■ EXERCISE GOAL
From the entries that follow, copy each line in which "light" appears.

■ DATA

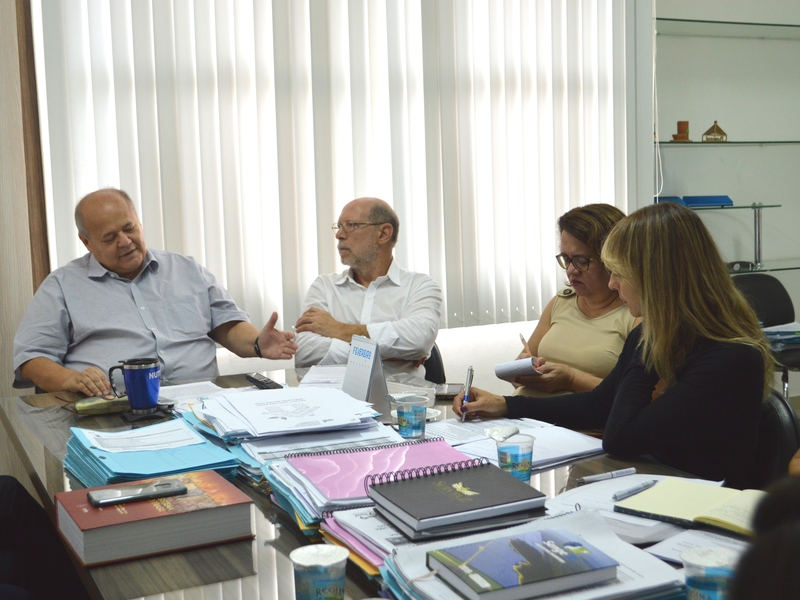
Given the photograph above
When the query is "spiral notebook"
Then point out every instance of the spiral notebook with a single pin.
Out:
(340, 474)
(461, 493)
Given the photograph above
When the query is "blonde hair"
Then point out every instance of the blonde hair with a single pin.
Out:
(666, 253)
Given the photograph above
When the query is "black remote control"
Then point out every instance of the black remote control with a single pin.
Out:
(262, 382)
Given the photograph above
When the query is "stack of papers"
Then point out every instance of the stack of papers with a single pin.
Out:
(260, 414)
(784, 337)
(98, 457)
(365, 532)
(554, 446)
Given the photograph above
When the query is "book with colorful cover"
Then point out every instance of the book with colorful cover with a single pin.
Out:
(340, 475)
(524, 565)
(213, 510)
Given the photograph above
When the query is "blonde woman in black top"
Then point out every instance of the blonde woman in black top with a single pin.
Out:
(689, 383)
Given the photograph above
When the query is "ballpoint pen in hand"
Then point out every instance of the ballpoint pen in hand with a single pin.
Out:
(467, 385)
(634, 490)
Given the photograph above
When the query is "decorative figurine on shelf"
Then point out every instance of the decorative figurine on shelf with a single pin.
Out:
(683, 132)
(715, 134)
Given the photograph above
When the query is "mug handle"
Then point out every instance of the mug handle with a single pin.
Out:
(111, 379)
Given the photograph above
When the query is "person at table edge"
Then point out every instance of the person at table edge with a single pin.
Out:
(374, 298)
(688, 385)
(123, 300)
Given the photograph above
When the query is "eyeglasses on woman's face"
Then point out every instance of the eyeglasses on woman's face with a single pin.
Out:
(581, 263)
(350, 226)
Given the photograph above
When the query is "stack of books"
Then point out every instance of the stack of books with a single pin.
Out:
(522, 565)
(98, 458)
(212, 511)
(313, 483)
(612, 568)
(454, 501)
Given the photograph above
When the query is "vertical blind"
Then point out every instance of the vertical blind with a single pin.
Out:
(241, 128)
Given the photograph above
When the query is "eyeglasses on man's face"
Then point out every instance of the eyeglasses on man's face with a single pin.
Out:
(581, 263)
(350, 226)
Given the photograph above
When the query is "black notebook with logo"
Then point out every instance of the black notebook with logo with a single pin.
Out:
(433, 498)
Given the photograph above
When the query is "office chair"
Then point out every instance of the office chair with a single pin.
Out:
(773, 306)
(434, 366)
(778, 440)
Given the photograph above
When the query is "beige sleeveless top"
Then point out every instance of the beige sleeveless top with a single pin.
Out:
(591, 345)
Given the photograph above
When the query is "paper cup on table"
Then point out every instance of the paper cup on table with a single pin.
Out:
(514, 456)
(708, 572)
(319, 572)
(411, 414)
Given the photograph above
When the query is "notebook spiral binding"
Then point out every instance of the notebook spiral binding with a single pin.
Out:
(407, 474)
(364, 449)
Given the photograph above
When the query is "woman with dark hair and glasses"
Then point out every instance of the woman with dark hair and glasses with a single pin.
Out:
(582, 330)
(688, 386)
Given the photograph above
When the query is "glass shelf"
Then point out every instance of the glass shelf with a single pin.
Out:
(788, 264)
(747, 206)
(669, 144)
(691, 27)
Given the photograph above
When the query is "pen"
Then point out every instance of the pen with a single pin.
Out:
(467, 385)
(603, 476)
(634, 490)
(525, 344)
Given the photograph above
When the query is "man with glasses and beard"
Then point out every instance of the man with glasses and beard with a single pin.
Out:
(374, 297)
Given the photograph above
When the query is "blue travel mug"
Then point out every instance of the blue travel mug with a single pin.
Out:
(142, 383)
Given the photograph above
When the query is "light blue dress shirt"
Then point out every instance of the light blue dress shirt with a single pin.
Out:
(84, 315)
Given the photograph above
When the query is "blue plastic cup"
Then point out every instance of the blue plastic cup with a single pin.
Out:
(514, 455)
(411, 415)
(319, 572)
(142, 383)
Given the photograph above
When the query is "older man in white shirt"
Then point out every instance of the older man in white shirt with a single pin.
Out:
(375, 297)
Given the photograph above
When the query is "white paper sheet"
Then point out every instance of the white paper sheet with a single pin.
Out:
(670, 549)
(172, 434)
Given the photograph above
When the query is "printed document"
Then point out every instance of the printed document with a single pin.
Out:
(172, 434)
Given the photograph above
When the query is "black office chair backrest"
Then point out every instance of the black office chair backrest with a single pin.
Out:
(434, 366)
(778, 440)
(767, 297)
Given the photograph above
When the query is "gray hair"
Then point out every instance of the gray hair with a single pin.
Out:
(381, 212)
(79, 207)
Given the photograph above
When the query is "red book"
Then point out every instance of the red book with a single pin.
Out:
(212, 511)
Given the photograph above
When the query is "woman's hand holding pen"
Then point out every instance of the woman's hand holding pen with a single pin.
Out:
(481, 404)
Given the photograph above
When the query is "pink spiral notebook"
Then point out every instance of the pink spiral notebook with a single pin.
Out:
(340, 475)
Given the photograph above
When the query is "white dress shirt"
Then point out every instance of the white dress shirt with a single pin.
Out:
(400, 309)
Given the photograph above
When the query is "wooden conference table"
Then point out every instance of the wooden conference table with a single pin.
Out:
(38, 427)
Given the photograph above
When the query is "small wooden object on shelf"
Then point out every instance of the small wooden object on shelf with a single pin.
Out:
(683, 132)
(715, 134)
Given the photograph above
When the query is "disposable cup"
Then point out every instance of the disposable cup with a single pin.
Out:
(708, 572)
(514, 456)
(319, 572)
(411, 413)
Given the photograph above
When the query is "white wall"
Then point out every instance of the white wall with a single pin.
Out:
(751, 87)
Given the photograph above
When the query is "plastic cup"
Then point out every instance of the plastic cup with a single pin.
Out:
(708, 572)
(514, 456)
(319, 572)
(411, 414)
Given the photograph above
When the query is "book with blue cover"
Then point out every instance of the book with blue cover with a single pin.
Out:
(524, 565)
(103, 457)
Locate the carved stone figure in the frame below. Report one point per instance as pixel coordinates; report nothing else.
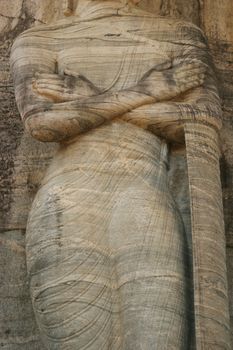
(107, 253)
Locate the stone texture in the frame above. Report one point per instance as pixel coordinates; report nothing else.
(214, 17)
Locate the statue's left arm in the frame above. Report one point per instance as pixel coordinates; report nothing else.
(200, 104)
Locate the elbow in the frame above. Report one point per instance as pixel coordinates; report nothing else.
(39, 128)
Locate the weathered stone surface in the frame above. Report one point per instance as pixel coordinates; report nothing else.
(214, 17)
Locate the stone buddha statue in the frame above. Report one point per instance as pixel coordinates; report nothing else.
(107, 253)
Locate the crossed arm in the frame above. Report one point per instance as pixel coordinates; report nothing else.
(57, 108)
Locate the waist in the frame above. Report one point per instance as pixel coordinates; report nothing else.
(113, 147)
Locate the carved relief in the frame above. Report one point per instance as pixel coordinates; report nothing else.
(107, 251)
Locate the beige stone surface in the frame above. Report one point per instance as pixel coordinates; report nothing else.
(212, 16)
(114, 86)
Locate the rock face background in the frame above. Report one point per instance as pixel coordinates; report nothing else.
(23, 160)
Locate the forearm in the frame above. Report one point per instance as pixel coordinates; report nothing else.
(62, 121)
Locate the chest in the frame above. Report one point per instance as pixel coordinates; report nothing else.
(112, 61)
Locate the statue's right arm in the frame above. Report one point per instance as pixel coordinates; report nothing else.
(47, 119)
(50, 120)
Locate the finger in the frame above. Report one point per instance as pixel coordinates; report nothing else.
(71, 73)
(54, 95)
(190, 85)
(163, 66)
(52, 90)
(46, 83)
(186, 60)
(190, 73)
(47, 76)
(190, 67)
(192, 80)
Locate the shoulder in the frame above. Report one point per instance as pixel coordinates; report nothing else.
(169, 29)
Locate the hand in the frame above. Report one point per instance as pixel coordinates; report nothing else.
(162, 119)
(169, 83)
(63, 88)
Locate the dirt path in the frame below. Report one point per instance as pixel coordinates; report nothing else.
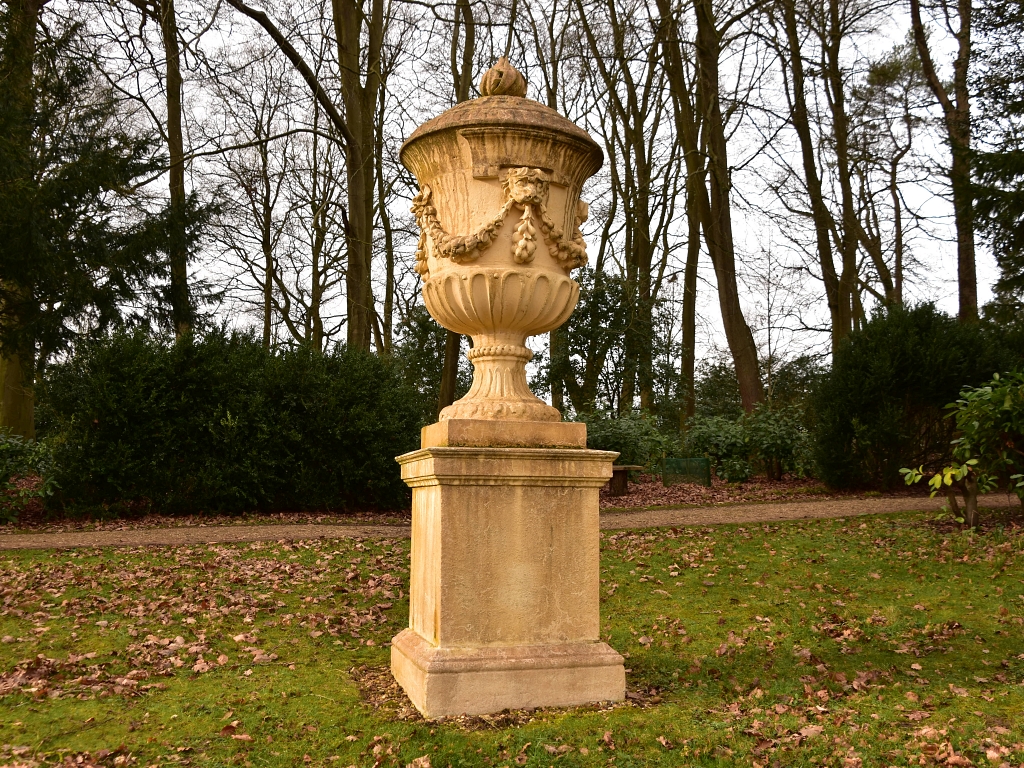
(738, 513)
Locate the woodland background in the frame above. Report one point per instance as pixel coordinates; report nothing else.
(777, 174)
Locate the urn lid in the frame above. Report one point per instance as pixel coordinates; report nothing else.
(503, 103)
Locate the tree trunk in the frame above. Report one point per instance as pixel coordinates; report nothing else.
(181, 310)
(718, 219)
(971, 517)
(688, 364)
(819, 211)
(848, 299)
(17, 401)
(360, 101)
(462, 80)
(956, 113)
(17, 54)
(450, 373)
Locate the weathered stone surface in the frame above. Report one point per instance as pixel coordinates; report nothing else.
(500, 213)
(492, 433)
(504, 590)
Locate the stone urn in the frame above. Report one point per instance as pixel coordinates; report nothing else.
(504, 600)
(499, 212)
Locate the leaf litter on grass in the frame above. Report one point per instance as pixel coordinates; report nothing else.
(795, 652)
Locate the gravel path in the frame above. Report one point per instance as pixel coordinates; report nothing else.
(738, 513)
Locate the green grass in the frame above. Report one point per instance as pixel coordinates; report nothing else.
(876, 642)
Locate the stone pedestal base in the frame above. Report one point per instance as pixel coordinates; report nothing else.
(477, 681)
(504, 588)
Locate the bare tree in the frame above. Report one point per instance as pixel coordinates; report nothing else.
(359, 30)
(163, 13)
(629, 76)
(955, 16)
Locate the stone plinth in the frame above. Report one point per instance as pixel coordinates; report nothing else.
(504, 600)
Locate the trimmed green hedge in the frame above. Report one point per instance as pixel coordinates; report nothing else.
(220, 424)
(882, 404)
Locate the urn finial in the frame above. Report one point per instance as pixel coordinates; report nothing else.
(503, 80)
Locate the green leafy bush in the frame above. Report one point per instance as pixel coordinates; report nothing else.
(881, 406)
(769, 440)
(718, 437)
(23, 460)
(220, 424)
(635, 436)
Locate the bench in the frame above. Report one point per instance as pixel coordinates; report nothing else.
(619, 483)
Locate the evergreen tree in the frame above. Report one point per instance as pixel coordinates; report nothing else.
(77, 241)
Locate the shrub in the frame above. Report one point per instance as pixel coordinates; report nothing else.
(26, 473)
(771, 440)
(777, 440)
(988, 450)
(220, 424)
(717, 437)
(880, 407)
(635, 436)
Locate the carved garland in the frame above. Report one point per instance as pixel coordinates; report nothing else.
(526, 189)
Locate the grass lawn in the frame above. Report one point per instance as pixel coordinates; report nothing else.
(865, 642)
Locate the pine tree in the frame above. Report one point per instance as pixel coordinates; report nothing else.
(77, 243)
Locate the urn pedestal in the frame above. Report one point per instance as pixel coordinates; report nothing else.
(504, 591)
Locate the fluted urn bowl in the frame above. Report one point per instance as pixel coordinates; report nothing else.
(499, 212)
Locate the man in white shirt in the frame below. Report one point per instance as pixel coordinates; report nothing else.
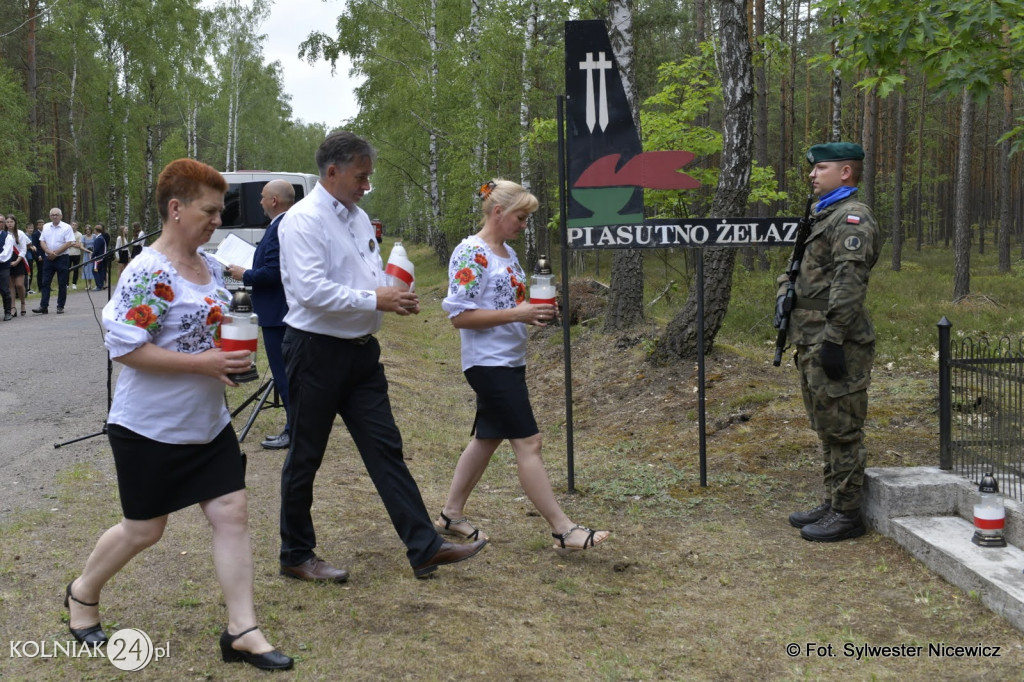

■ RESULT OF THE TASK
When the query is "light blue dress shirt"
Then point out every instance of the light blue dress shirt with a single pin.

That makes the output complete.